(EXTRAIT DU DOCUMENT)
----

• Ted Serios - L'homme qui a photographié ses pensées*

     

    En ce mois d'avril 1964, Ted Serios, assis dans la chambre d'un hôtel de Chicago, braque un polaroïd sur son propre visage Le flash crépite. Immédiatement, le docteur Jule Eisenbud s'empare de l'appareil et en retire l'épreuve. Sur celle-ci, au lieu des traits de Sérios, apparaît... un immeuble.

    Serios n'est pas spécialement étonné. Ce n'est pas la première fois qu'il obtient de ces étranges photographies psychiques, qu'il appelle des 
    " projections mentales ". Mais le docteur Eisenbud, professeur de psychiatrie à la faculté de médecine de l'Etat du Colorado, fort impressionné par cette démonstration des facultés paranormales de son hôte, décide de poursuivre les expériences. Pendant plusieurs années, il va étudier les singuliers pouvoirs de cet habitant de Chicago. 

    Pourtant, avant de rencontrer pour la première fois ce photographe très spécial, il était pratiquement persuadé qu'il allait assister à quelques mystification d'un goût douteux. Eisendud se passionnait pour tout ce qui touche aux phénomènes paranormaux, mais il savait aussi que c'est là un champ d'action privilégié pour les escrocs et les charlatans de tout acabit : beaucoup de prétendus photographes psychiques avaient déjà été convaincus de supercherie.

----

(EXTRAIT DE DONNÉES)

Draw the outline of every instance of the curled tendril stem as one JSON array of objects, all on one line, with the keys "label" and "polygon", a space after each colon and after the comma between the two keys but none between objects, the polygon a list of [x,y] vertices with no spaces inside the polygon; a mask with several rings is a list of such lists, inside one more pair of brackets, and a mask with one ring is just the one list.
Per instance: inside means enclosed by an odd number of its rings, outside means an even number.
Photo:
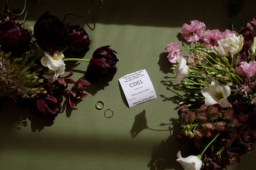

----

(OBJECTIF)
Traduisez en anglais cette phrase du texte sur Ted Serios : « Immédiatement, le docteur Jule Eisenbud s'empare de l'appareil et en retire l'épreuve. »

(CORRIGÉ DE L'EXERCICE)
Immediately, Dr. Jule Eisenbud grabs the camera and takes out the print.